Source passage:

§

After the end of World War I and her return from Europe, Katharine joined a group of local supporters, including her father and the local Archdeacon, to ask the federal government to protect the Fortress's historical site. Katharine also raised funds towards the creation of a museum about Louisbourg, and gathered artifacts from the French period to be exhibited in the museum, such as a cannon retrieved at Halifax and the Louisbourg bells. These efforts resulted in the creation of the Louisbourg Museum in 1936. In the site's brochure, entitled "A Short History of Louisbourg", she articulates her commitment to the museum in these words: "The museum was built in the belief that a visual memorial is a necessary adjunct to a living past, and it is far more illuminating than the most eloquent words."

For over twenty years, Katharine served as "Honorary Curator" of the museum - in a later interview, she jokingly cautions listeners against the assumption that "honorary" means that she never does any work. Instead, her volunteer work included cataloguing the museum's possessions and supervising further acquisitions, organising exhibitions and events such as commemorative ceremonies, but also writing or giving talks about the history of Louisbourg. To this day, the detailed scale model of the Fortress's site, which she constructed, remains a valued item in the collection.

John Lunn, former Superintendent of Louisbourg, commented on Katharine's role in the restoration of the Fortress of Louisbourg. "Single handedly," he said, "she founded and financed the Louisbourg Museum and was the active curator for 20 years. For many more years she was a member of the Committee for Restoration and in her lady-like way she persisted with the authorities until something was done."

§

Dataset content:
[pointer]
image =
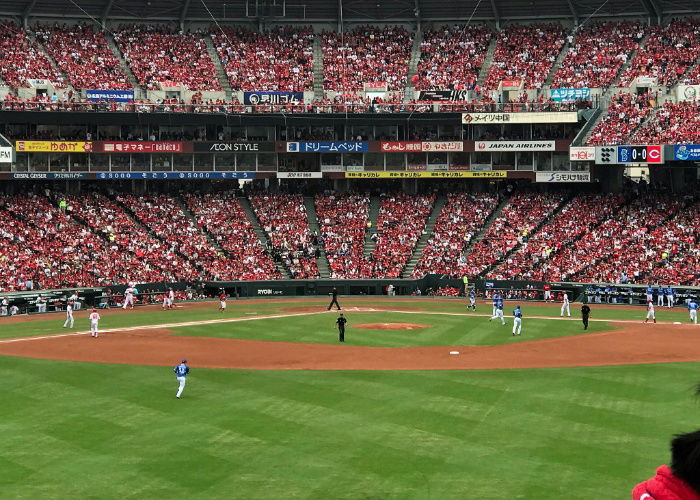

§

Prompt:
According to the passage on the Louisbourg Museum, what title did Katharine give to the site's brochure?

Worked solution:
"A Short History of Louisbourg"